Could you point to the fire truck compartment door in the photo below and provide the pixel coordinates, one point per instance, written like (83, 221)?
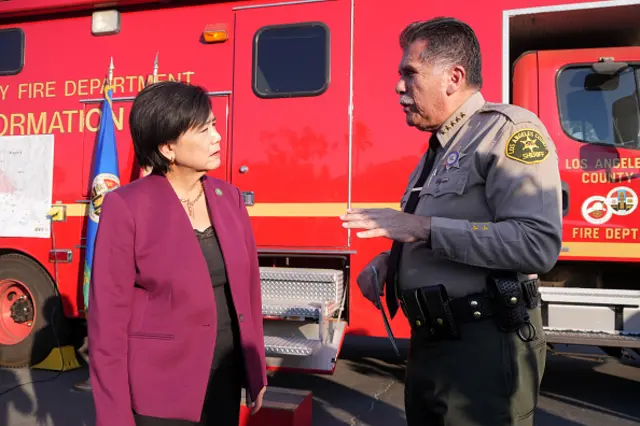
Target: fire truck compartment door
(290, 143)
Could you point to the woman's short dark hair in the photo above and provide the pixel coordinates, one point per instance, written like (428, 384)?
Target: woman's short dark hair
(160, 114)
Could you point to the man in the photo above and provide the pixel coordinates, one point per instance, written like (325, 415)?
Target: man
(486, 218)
...
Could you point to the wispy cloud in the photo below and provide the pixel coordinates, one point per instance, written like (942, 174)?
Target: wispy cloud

Instructions for the task:
Begin at the line in the entries above that has "Could you point to the fire", stop after the line that has "Could you point to the woman's", and output exactly those lines without pictures.

Result of this exercise:
Could you point to the fire truck compartment door in the photo below and provide the pixel coordinates, one point per instance, written like (83, 221)?
Target: fire truck compartment door
(290, 143)
Could you point to the woman's short dark hair in the photo above and provide the pixel coordinates, one point per instance, written like (428, 384)?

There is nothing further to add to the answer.